─── EXERCISE PASSAGE
Chard, or Swiss chard, is a variety of beet grown for its leaves and stalks rather than for its roots. This is the same species as beets, with the helpful Latin variety name cicla, meaning beet-like. Chard does not form a swollen root, as beets do, and its roots are inedible. But it’s a great plant for the vegetable garden because of the intense colour variations of its thick, crunchy stems. These are available in vivid red, gold, yellow, hot pink, green, orange, and white, and all are eye-catching. The red stemmed types have a slightly more intense flavour than the green or white varieties usually available in the grocery store.
Our most popular variety is the mixed colours of Celebration Swiss Chard.
Chard has been cultivated since at least as far back as the ancient Greek empire, and it was grown around the Mediterranean, particularly in Sicily. Some people still think of it as Sicilian spinach or spinach beet. Indeed, it is closely related to spinach (as well as quinoa, orache, and epazote) as a member of the family Amaranthaceae. Although chard was extensively cultivated in Switzerland, it is also a staple of French cuisine, particularly from the regions of Lyon, Provence, and Corsica. The name “chard” comes to us from the Latin cardus, referring to the thistle (and artichoke), via the French word carde.
Chard is remarkably versatile in the kitchen, and can be steamed, sautéed, boiled, braised, or eaten raw. When cooking it, treat the leaves as you would spinach and the stalks like asparagus. Chard, like regular beets, is spectacularly nutritious. One cup of boiled chard contains nearly 110% of your daily recommended dose of vitamin A, half the daily dose of vitamin C, and very high amounts of vitamin, E, magnesium, manganese, potassium, and iron. It is rich in protein and dietary fibre, as well. Most of all, chard is intensely rich in vitamin K, which contributes to blood coagulation, bone metabolism, and vascular health. That single cup of chard contains 7 times the recommended daily intake of vitamin K. Like its sibling, the beet, chard is also high in anti-oxidants, which are good, and oxalic acid, which is not so good. At least, over-indulging in food rich in oxalic acid can lead to kidney stones.
How to Grow Swiss Chard:
Difficulty: Easy. While chard can be grown in large containers, it is better suited to the vegetable bed.
──────
▶ **ACTIVITY LIST**
1. List every stem color that the Swiss chard text names as available.
2. Continue the Swiss chard text from the point where it stops.
─── STUDY MATERIAL
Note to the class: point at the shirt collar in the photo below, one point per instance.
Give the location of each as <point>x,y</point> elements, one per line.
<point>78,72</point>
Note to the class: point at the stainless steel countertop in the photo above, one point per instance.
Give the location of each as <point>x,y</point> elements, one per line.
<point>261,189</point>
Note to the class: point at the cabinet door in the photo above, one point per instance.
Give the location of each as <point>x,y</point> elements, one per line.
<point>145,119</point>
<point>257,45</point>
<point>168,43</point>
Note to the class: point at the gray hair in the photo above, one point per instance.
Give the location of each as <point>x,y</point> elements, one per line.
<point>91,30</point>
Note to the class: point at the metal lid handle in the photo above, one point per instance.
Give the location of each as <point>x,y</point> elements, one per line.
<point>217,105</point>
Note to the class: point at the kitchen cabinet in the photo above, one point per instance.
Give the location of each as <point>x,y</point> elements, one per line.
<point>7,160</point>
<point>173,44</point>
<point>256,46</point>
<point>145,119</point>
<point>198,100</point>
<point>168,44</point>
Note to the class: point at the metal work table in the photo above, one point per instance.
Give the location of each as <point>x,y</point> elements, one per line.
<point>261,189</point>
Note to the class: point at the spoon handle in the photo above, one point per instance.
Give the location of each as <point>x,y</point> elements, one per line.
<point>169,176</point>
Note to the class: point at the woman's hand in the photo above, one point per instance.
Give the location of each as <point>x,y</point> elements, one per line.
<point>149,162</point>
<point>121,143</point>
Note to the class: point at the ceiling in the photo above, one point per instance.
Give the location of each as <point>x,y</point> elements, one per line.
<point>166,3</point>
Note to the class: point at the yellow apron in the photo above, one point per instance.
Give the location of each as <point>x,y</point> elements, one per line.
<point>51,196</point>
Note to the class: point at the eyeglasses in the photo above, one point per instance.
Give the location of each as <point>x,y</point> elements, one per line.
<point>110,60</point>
──────
▶ **EXERCISE RESPONSES**
1. vivid red, gold, yellow, hot pink, green, orange, white

2.
Timing: Sow mid-April to early August. Chard is moderately winter hardy, and may provide a burst of new growth in spring after a mild winter.
Sowing: For salad mix: seed densely and cut as baby leaves. For full size: Thin to 15cm (6”) apart. Seeds germinate in 5-15 days, depending on soil temperature. Sow in rows 45cm (18”) apart, 10 seeds per 30cm (12”), 1cm (½”) deep.
Soil: Swiss chard prefers loose, deep and fertile soil that has lots of added organic matter. The optimal pH range is 6.0 to 7.0. Plenty of consistent moisture is required, especially as plants grow larger. Be sure to plant Swiss chard in full sun, but it can tolerate some shade in the summer.
Growing: Keep weeded and well watered in dry weather.
Harvest: Cut individual stalks using the large outside ones first. Or snip when small for salads.
Storage: Swiss chard is highly perishable, and should be used fresh, if possible. Cut chard can be stored in plastic bags in the vegetable crisper for no more than 3 days.
Seed info: In optimal conditions at least 75% of seeds will germinate. Soil temperature for germination: 10-30°C (50-85°F). Usual seed life: 3 years.
Growing for seed: All beets and chards will cross-pollinate, and are pollinated by wind, making seed production complicated. For purity, isolate each variety from all others by 5-10km (2-5 miles).Pests & Disease: Watch for leaf miner damage – the tiny worms can be squished inside the leaf before they do more damage. Keep a tidy growing area to reduce damage from slugs and snails.